# DATA SUPPLIED
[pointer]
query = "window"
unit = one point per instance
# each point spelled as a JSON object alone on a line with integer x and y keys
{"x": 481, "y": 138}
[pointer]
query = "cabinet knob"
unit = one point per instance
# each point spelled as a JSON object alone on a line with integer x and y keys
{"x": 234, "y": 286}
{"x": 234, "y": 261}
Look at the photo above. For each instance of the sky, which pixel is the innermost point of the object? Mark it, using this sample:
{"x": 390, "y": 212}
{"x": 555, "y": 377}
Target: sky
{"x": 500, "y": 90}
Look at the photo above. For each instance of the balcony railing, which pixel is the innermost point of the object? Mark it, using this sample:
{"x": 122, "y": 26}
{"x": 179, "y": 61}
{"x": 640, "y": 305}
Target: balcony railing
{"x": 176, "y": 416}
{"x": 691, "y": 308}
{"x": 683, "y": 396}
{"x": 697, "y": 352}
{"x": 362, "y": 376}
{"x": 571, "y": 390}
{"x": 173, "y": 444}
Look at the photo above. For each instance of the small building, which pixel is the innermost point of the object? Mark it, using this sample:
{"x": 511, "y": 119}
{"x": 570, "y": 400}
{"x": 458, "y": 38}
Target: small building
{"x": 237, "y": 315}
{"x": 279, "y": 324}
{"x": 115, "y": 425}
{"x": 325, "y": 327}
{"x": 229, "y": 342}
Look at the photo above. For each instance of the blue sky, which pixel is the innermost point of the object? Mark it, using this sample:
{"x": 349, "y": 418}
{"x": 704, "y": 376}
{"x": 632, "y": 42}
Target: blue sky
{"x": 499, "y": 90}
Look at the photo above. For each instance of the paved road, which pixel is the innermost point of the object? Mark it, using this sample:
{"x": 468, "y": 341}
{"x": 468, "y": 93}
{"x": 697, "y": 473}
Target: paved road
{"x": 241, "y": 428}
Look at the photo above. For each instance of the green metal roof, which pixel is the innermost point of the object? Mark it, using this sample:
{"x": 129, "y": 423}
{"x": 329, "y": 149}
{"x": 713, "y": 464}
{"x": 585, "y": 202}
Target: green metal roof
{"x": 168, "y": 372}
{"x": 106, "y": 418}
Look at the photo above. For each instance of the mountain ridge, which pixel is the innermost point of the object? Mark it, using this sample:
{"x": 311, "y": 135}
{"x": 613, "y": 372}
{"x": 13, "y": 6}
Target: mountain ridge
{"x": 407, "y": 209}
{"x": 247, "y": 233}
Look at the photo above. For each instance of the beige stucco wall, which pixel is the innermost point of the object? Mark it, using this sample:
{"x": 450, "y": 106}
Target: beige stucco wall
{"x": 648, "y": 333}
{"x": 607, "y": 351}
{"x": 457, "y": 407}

# AIM OF THE EXERCISE
Transcribe the listing. Every line must match exactly.

# THE COMPLETED TASK
[pointer]
query = "window"
unit = one point per instance
# each point spelled as a JSON object alone on a line with integer x and y keys
{"x": 481, "y": 138}
[pointer]
query = "cabinet knob"
unit = one point per instance
# each point spelled as a JSON object alone on a line with integer x and y keys
{"x": 234, "y": 286}
{"x": 234, "y": 261}
Look at the photo above. For each instance of the sky, which pixel is the innermost point of the object? Mark it, using this sample:
{"x": 390, "y": 212}
{"x": 555, "y": 377}
Target: sky
{"x": 500, "y": 90}
Look at the photo above. For each instance of the balcony railing, which pixel is the innermost point of the object? Mark it, using this sample:
{"x": 122, "y": 26}
{"x": 179, "y": 61}
{"x": 640, "y": 305}
Target: balcony railing
{"x": 176, "y": 416}
{"x": 691, "y": 308}
{"x": 683, "y": 396}
{"x": 697, "y": 352}
{"x": 362, "y": 376}
{"x": 571, "y": 390}
{"x": 173, "y": 444}
Look at the photo above. For each instance of the small building, which pixel is the innermost point of the object? Mark it, using this sample:
{"x": 511, "y": 119}
{"x": 570, "y": 400}
{"x": 458, "y": 38}
Target: small building
{"x": 237, "y": 315}
{"x": 279, "y": 324}
{"x": 115, "y": 425}
{"x": 325, "y": 327}
{"x": 229, "y": 342}
Look at the photo above. For each instance of the blue sky, which pixel is the innermost point of the object? Mark it, using this sample:
{"x": 349, "y": 418}
{"x": 704, "y": 376}
{"x": 632, "y": 42}
Target: blue sky
{"x": 499, "y": 90}
Look at the photo above. For each instance of the paved road, which pixel is the innermost point of the object? Mark it, using this sample:
{"x": 468, "y": 341}
{"x": 468, "y": 93}
{"x": 697, "y": 473}
Target: paved road
{"x": 241, "y": 428}
Look at the photo above. For each instance of the green metal roof, which pixel is the innermost point of the object? Mark it, using this sample:
{"x": 129, "y": 423}
{"x": 329, "y": 149}
{"x": 713, "y": 464}
{"x": 585, "y": 202}
Target: green metal roof
{"x": 168, "y": 372}
{"x": 106, "y": 418}
Look at the photo above. For each instance of the mountain ridge, which pixel is the innermost point of the object? Mark it, using this sample:
{"x": 311, "y": 135}
{"x": 613, "y": 372}
{"x": 13, "y": 6}
Target: mountain ridge
{"x": 407, "y": 209}
{"x": 247, "y": 233}
Look at the photo above. For each instance of the beige stucco wall, which pixel is the innermost point of the object? Mark it, using this sample:
{"x": 450, "y": 106}
Target: beige stucco wall
{"x": 648, "y": 333}
{"x": 607, "y": 351}
{"x": 457, "y": 407}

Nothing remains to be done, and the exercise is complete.